> Work item:
Your output should be the lines from the one that contains "of the golden" to the end of the listing, transcribed exactly. Include nothing else.

> Extracted information:
────────────────

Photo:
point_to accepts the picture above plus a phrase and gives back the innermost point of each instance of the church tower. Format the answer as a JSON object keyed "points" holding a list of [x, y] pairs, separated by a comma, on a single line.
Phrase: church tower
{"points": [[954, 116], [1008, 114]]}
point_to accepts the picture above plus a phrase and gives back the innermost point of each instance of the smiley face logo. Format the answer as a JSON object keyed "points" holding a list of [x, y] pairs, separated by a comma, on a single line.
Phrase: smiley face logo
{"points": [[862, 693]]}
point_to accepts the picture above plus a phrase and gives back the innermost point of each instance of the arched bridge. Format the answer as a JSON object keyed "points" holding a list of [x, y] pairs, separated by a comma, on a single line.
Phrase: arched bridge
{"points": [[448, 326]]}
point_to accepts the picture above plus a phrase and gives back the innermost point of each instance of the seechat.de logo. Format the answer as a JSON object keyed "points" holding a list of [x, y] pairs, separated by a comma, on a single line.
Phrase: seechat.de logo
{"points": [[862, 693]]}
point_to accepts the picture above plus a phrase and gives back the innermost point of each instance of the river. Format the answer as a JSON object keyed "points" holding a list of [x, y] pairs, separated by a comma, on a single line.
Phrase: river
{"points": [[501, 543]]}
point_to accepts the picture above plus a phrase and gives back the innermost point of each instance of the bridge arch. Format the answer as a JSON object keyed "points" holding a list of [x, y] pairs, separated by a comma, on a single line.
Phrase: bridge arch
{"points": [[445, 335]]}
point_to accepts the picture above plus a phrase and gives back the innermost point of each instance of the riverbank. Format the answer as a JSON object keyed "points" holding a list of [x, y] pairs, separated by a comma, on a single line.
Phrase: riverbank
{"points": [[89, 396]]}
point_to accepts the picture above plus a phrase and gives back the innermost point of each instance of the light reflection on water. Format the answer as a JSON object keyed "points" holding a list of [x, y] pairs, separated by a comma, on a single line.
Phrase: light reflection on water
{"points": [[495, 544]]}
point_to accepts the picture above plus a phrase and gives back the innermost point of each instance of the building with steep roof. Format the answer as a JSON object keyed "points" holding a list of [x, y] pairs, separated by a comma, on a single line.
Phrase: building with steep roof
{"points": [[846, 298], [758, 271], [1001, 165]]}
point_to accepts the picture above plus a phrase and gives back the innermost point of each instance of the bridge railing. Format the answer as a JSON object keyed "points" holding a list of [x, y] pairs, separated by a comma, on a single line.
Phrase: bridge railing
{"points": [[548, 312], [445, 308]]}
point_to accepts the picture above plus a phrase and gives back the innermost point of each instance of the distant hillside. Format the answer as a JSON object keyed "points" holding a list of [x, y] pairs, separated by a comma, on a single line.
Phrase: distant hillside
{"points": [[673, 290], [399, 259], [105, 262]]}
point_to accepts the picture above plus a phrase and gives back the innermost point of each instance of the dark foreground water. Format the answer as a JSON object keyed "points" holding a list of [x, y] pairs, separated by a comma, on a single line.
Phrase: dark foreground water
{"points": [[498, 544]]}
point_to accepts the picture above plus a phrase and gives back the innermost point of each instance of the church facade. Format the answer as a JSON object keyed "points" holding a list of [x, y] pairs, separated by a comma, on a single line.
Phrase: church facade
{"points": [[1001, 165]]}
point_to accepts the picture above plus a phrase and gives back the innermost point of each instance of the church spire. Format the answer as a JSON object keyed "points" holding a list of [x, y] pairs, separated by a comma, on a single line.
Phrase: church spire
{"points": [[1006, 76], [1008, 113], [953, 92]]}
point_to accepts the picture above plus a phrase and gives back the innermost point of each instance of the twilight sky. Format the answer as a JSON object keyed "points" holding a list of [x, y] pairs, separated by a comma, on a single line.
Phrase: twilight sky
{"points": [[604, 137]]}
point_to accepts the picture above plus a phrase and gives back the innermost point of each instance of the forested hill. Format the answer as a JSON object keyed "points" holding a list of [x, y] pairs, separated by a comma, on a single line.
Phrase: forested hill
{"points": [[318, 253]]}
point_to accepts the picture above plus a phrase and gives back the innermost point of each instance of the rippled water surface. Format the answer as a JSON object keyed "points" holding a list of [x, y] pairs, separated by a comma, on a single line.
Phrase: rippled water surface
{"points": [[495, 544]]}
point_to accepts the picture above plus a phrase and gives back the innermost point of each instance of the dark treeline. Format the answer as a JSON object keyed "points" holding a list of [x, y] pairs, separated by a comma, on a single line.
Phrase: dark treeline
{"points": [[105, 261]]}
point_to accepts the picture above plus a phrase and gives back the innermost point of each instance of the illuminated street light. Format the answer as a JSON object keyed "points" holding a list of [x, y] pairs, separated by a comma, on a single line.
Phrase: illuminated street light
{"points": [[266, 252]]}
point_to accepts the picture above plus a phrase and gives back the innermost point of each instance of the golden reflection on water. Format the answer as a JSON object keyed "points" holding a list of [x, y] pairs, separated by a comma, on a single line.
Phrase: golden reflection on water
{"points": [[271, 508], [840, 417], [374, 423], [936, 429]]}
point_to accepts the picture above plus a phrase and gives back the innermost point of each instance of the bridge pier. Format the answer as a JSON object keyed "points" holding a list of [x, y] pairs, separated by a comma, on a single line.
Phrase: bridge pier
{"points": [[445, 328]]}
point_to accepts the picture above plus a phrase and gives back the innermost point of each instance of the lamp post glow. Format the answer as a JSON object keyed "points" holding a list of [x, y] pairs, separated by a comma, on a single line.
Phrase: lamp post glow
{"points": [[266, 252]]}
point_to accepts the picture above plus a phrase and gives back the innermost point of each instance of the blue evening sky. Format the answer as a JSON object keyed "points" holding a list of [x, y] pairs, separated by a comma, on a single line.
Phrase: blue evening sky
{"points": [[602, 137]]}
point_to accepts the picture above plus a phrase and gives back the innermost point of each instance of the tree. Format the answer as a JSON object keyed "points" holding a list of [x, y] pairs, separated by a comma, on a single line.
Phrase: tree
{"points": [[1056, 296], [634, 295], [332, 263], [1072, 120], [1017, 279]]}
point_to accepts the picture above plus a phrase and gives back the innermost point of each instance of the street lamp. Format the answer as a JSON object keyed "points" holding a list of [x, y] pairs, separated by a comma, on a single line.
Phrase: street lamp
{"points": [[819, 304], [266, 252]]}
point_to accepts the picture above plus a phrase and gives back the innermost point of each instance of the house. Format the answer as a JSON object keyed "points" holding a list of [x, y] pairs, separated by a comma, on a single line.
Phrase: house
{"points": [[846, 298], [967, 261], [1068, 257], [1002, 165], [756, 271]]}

────────────────

> Answer to this task:
point_to accepts the picture above plus a phrase and gives back the innermost point of each instance of the golden reflection on water. Format the answer as a JSON object keyed "points" holding a list of [x, y] pairs, separated by a comma, on a single line.
Phrase: golden reflection on water
{"points": [[271, 508], [840, 417], [374, 423], [936, 429]]}
point_to accepts the picture above plus a phrase and gives back the innermost point of each instance of the bridge pier. Format the answer as a JSON object keyed "points" holding a list of [x, y] pairs, separated by a comma, on a single line.
Phrase: bridge pier
{"points": [[445, 328]]}
point_to accepts the picture above plus a phrase and gives back the innermost point of each instance of the lamp post glow. Format the answer as a JSON object keyed "points" holding a list of [x, y] pairs, separated by a comma, on a single line.
Phrase: lamp post glow
{"points": [[266, 252]]}
point_to accepts the picture above plus a phrase and gives back the innermost point of each instance of the blue evening sky. Format the answer as a JSON object keyed "points" holding a list of [x, y] pairs, separated by a comma, on a single line.
Phrase: blue evening sky
{"points": [[602, 137]]}
point_to accepts the picture above plus a phrase and gives back the innermost point of each instance of the tree. Format the answer as a JSON object keyed "points" holding a list of [x, y] pairs, separated by a comma, on a single line.
Phrase: tree
{"points": [[1056, 296], [634, 295], [332, 263], [1072, 120], [1017, 279]]}
point_to accepts the picture above plus a phrase and gives back the innermost point of each instance of the street lamp. Format the answer as a JSON object keyed "points" holding a list of [x, y] pairs, separated by a comma, on a single line.
Phrase: street lamp
{"points": [[819, 304], [266, 252]]}
point_to accepts the picture above plus a phrase and gives back the innermost point of each instance of the house. Format the answer as a JSON object keyed "points" holding a list of [x, y] pairs, separated by a comma, on a single line.
Phrase: house
{"points": [[846, 298], [967, 261], [1068, 257], [1002, 165], [756, 271]]}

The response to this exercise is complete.